--- Data Enclosed Below ---

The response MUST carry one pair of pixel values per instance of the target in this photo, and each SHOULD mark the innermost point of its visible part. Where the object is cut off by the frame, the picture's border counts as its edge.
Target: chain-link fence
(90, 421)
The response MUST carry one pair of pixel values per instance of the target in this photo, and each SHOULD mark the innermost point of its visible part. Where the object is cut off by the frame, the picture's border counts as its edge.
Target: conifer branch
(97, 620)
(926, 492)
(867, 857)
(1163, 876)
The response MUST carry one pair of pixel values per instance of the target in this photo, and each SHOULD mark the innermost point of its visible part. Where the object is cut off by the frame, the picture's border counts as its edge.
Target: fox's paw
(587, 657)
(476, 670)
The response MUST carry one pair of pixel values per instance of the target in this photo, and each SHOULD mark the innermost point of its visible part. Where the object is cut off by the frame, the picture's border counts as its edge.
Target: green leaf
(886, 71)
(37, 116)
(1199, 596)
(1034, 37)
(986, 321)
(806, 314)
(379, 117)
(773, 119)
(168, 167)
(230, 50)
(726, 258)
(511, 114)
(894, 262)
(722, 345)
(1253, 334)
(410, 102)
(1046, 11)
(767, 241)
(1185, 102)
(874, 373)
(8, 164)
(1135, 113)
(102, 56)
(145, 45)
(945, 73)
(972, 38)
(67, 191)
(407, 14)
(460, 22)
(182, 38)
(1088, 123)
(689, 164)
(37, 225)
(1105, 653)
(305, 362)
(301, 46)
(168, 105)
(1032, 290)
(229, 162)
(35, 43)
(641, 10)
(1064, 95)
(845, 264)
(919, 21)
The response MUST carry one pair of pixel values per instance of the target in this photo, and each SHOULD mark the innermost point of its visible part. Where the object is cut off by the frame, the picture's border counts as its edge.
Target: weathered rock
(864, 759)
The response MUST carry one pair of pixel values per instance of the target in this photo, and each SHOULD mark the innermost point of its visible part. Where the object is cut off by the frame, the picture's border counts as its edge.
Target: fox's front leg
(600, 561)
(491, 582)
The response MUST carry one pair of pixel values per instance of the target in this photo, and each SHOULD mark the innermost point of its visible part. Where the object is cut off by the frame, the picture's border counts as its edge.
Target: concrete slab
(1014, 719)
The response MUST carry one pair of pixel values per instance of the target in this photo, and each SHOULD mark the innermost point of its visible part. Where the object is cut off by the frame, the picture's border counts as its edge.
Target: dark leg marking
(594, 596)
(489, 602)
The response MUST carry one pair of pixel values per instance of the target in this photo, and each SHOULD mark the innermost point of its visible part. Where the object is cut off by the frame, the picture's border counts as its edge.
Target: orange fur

--- End of Enclosed Data ---

> Your assignment: Taking care to miss no line, set down the whole listing above exactly.

> Answer:
The response MUST carry one pair of pixel values per instance of the target in this photo, and each SHOULD mark the innermost point of its visible part. Where the object is cut off by the frame, the picture's border counts as its edge.
Target: chain-link fence
(90, 421)
The response MUST carry one pair of pixel values per instance of the target in this photo, and each SHOULD mark the innermost point of its visible part. Where the object is cut off by the frame, the picture's border counts as its edge.
Target: conifer branch
(97, 620)
(926, 492)
(867, 857)
(1163, 876)
The response MUST carry one pair of pixel values per instance of the target in this photo, and each SHOULD mark the innermost point of its visible part. Where the object is cut off by the frame, the picture's border counts as its edge.
Target: fox's paw
(587, 657)
(476, 670)
The response MUST carry one pair of pixel values per instance of the target in this photo, and each SHOULD mark the innermost point of its visible part. Where the object is cut off by the frame, the picture's border counts as its edge.
Target: green leaf
(886, 71)
(37, 116)
(1199, 596)
(1034, 37)
(986, 321)
(806, 314)
(379, 117)
(773, 119)
(168, 167)
(230, 50)
(726, 258)
(511, 114)
(894, 262)
(722, 345)
(1253, 334)
(410, 102)
(1046, 11)
(767, 241)
(1185, 102)
(874, 373)
(8, 164)
(1135, 113)
(102, 56)
(145, 45)
(945, 73)
(972, 38)
(67, 191)
(407, 14)
(460, 22)
(182, 38)
(1088, 123)
(689, 164)
(37, 225)
(1105, 653)
(305, 362)
(301, 46)
(168, 105)
(1032, 290)
(229, 162)
(35, 43)
(641, 10)
(1064, 95)
(845, 264)
(919, 21)
The response MUST carry one pair of pixel values per instance of the target in this photo, and each SHOULD mark the innermost point of its visible part. Where the object is cut off by the frame, the picture's border counts as its edge.
Target: weathered rock
(864, 759)
The response MUST carry one pair of pixel values per instance of the target in this photo, and each SHOULD mark the innermost point of its visible part. Where the object is cut off by the frame, the picture's border counts as its edge.
Target: fox's front leg
(600, 561)
(491, 582)
The response MUST carry one pair of pixel values per instance of the target in this photo, and each SHOULD mark the innermost point of its visible part. Where the object is cut off by the frame, the picture's border counts as its edge.
Target: concrete slab
(1014, 719)
The response MUST carry one pair of pixel values per instance of the target in this photo, and each SHOULD mark the innermost point of its visible part. Where the object is cut off by the frame, the picture's border counts as its edge.
Target: dark leg marking
(594, 596)
(489, 602)
The response MUST carry one pair of pixel values per instance of the target in this photo, and each SHOULD mark the innermost point of its visible part. Where the object is cut off by the frame, the picture's border counts as its edge.
Target: orange fur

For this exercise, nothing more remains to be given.